▸ **Registros de anotação de limites**:
####################

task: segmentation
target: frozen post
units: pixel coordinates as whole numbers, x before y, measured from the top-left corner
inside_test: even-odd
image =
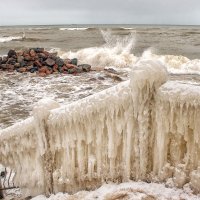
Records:
[[[1,179],[0,179],[0,199],[3,199],[3,190],[2,190],[2,184],[1,184]]]

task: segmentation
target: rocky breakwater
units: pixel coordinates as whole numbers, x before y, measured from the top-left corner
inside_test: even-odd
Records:
[[[89,72],[91,66],[79,64],[77,58],[61,59],[57,53],[50,53],[44,48],[30,48],[27,50],[9,50],[7,56],[0,57],[0,71],[30,72],[39,76],[52,73],[77,74]]]

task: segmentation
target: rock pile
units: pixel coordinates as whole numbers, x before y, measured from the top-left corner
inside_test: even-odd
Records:
[[[57,53],[50,53],[44,48],[31,48],[16,52],[9,50],[7,56],[0,57],[0,71],[37,72],[39,76],[52,73],[76,74],[89,72],[88,64],[78,65],[78,60],[61,59]]]

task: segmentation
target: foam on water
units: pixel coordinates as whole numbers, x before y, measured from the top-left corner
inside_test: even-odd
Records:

####################

▸ **Descrição da tarefa**: Redimensione as respostas: reescreva todos os registros por inteiro, multiplicando cada coordenada das respostas por 1,1 e arredondando para números inteiros, com as metades para cima. Deixe as imagens de fora.

▸ **Resposta da tarefa**:
task: segmentation
target: frozen post
units: pixel coordinates as whole numbers, x before y, measured from the top-left corner
inside_test: even-odd
image =
Records:
[[[1,197],[0,197],[0,219],[3,219],[3,209],[2,209],[2,202],[1,202]]]

task: segmentation
target: rocky breakwater
units: pixel coordinates as whole numbers, x before y, measured from the top-left corner
inside_test: even-odd
Records:
[[[98,79],[100,73],[87,70],[85,64],[67,65],[63,58],[55,58],[48,53],[33,53],[30,55],[10,55],[8,62],[0,63],[0,78],[33,79],[43,84],[57,80],[85,81]]]

task: segmentation
target: rock pile
units: pixel coordinates as whole numbers, x before y, measured from the top-left corner
inside_test: even-odd
Records:
[[[63,58],[55,58],[48,53],[34,53],[18,57],[10,55],[8,62],[0,63],[0,78],[41,79],[43,84],[57,80],[84,81],[98,79],[97,70],[86,72],[86,66],[67,65]]]

task: segmentation
target: foam on water
units: pixel coordinates as whole numbers, x before y, measured from the top-left corner
inside_test: even-odd
Records:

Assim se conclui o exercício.